## AUFGABE 1
Schreib aus der Liste unten jede Zeile heraus, in der das Wort "blue" vorkommt.

## TEXTAUSZUG
Von Jürgen Schmieder

Es heißt ja immer, dass eine neue Liebe wie ein neues Leben sei (nanana-na-nanaaa). Doch es stimmt freilich nicht, dass alles, was einmal war, vorbei und vergessen ist und nicht mehr zählt - vor allem, wenn es sich bei dieser Liebe nicht um eine Person handelt, sondern um eine Firma. Travis Kalanick hat vor zehn Jahren gemeinsam mit Garrett Camp den Fahrdienstvermittler Uber gegründet, er hat über das Unternehmen gesagt: "Ich liebe Uber mehr als alles andere auf der Welt." Das ist vorbei und vergessen und zählt nicht mehr, Kalanick hat in den vergangenen Wochen Uber-Aktien im Wert von 1,8 Milliarden Dollar verkauft - am Wochenende waren es 3,2 Millionen Anteile für 93 Millionen Dollar.

Es ist nicht ungewöhnlich, dass Firmengründer nach Ablauf der Sperrfrist für Altaktionäre nach dem Börsengang einige Aktien veräußern; Camp etwa hat Anteile im Wert von 35,2 Millionen Dollar verkauft. Erstaunlich ist die enorme Summe sowie die Gerüchte, dass Kalanick auch die restlichen 33 Millionen Aktien verkaufen könnte. Die sind allerdings nur noch etwa 950 Millionen wert, Kalanick hat den Uber-Kurs mit seinen Verkäufen auf eine Rekordtalfahrt geschickt. Zwischenzeitlich lag der Preis pro Aktie bei knapp 29 Dollar, so niedrig wie nie zuvor und deutlich unter dem Ausgabepreis von 45 Dollar.

Kalanick, 43, wirkt wie der Verlassene, der sämtliche Erinnerungen an den Ex-Partner wegwirft und gleichzeitig damit prahlt, wie formidabel dieses neue Leben nun sei. Zur Erinnerung: Er war im Juni 2017 als Geschäftsführer zurückgetreten, es hatte Ärger wegen der offenbar ziemlich frauenfeindlichen Unternehmenskultur, falschen Abrechnungen für Uber-Fahrer und dem Ausspionieren der Konkurrenz gegeben - und auch wegen des erratischen Verhaltens von Kalanick. Er war zum Beispiel dabei gefilmt worden, wie er sichtbar angetrunken einen Fahrer beleidigt hatte.

## BEREITGESTELLTE DATEN
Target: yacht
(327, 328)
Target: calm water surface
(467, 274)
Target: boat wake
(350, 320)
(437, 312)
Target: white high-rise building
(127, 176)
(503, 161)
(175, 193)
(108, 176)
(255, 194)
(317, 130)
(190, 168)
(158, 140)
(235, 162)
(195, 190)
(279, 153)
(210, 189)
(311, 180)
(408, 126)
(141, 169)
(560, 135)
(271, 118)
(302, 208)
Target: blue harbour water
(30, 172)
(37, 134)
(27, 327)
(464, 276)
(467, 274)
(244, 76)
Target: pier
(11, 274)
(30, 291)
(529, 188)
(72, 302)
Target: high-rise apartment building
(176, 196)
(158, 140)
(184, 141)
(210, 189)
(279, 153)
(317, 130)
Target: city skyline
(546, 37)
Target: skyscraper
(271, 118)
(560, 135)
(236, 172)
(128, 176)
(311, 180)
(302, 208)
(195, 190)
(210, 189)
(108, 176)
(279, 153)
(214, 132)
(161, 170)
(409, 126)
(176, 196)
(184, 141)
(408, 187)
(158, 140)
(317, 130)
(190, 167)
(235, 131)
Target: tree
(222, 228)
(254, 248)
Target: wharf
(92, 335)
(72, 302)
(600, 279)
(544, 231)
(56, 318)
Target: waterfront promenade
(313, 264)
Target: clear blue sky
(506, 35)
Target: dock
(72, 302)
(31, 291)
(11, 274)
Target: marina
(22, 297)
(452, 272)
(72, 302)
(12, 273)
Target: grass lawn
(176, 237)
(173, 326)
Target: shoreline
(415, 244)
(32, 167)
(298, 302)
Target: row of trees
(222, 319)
==
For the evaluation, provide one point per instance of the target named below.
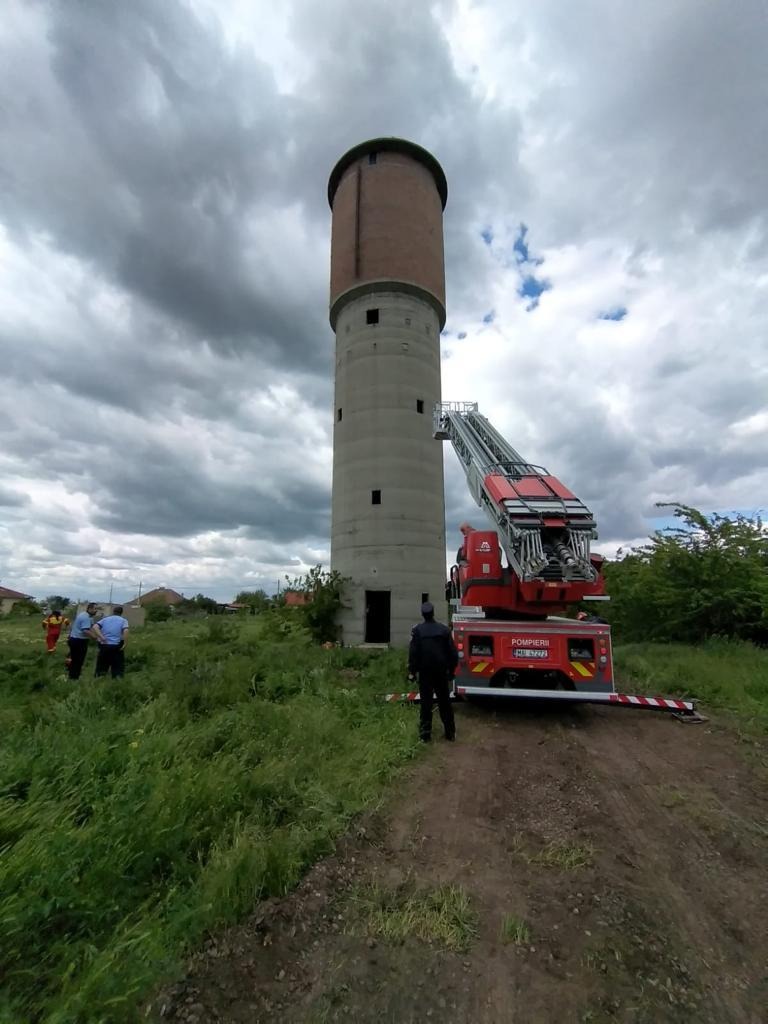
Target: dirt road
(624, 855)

## AUFGABE 2
Wann ist Travis Kalanick laut dem Textauszug als Geschäftsführer von Uber zurückgetreten?

## MUSTERLÖSUNG 1
Target: blue harbour water
Target: clear blue sky

## MUSTERLÖSUNG 2
Im Juni 2017.